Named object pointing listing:
.....
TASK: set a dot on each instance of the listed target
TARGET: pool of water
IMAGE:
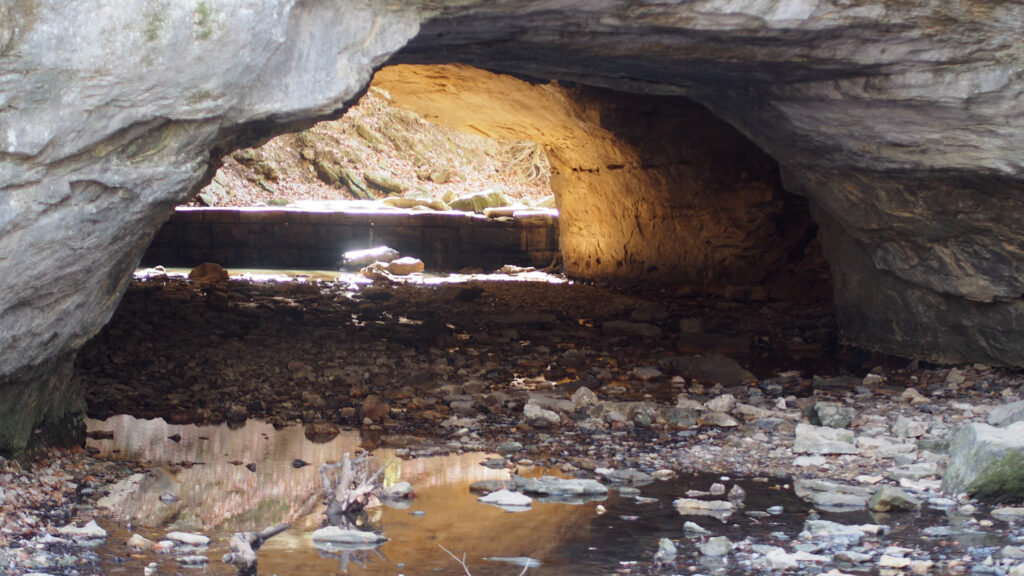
(218, 480)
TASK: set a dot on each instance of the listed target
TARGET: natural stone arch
(648, 188)
(902, 121)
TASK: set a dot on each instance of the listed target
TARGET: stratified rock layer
.....
## Exercise task
Rewrite the listing with "set a dot" changed to "place a marker" everywhere and every other line left unchanged. Omit the pictures from your answer.

## Response to this exercise
TASK: place a marker on each instance of the listed target
TARGET: pool of water
IMAGE:
(218, 480)
TASK: place a marker on each instance of the listed target
TARGET: natural stone arch
(648, 188)
(902, 121)
TASK: place a marker on each instance of the listed target
TARGET: stratified rock layer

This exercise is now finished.